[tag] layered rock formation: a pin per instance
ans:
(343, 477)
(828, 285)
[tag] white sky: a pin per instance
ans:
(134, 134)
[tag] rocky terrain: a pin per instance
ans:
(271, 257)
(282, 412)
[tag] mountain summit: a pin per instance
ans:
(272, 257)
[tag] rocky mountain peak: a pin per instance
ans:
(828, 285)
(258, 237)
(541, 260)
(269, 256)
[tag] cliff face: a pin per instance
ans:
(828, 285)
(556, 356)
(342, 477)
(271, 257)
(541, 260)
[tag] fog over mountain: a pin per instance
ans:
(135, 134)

----

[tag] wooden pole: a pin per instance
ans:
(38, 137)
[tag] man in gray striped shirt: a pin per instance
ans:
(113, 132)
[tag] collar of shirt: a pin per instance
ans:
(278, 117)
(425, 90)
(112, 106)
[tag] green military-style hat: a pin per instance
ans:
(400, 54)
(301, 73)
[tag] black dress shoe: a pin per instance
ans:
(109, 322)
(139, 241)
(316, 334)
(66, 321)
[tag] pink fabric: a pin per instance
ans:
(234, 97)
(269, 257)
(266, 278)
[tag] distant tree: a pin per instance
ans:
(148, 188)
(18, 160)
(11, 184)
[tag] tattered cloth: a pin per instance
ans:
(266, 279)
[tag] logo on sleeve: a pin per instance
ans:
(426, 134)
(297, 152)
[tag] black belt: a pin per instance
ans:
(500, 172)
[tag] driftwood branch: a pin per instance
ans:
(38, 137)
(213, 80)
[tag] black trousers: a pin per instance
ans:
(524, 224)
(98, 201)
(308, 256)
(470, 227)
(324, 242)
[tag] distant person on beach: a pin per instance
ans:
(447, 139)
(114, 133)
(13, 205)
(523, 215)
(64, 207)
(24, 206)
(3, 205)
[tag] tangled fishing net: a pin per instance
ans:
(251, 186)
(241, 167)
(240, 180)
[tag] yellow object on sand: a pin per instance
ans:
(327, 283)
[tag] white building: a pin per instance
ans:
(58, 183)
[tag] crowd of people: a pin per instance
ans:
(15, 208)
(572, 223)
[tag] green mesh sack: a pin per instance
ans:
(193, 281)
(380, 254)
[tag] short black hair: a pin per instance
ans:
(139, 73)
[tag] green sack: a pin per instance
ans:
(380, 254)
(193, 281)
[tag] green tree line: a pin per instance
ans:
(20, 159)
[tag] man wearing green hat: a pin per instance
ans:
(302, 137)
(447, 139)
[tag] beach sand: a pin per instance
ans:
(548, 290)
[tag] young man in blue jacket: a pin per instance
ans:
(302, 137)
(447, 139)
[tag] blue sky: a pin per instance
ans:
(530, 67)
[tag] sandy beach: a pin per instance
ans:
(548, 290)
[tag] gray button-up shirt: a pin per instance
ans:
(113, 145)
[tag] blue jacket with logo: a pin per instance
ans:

----

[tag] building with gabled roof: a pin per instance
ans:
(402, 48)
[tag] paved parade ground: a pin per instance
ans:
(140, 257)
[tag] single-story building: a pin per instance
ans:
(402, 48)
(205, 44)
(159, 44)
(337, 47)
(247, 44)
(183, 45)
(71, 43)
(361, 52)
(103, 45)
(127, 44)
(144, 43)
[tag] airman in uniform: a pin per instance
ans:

----

§ **EXERCISE DIRECTIONS**: Which lines of the material above hold the string "sack"? Pull them out.

§ **RESPONSE BELOW**:
[tag] green mesh sack: a pin per instance
[tag] green sack: a pin per instance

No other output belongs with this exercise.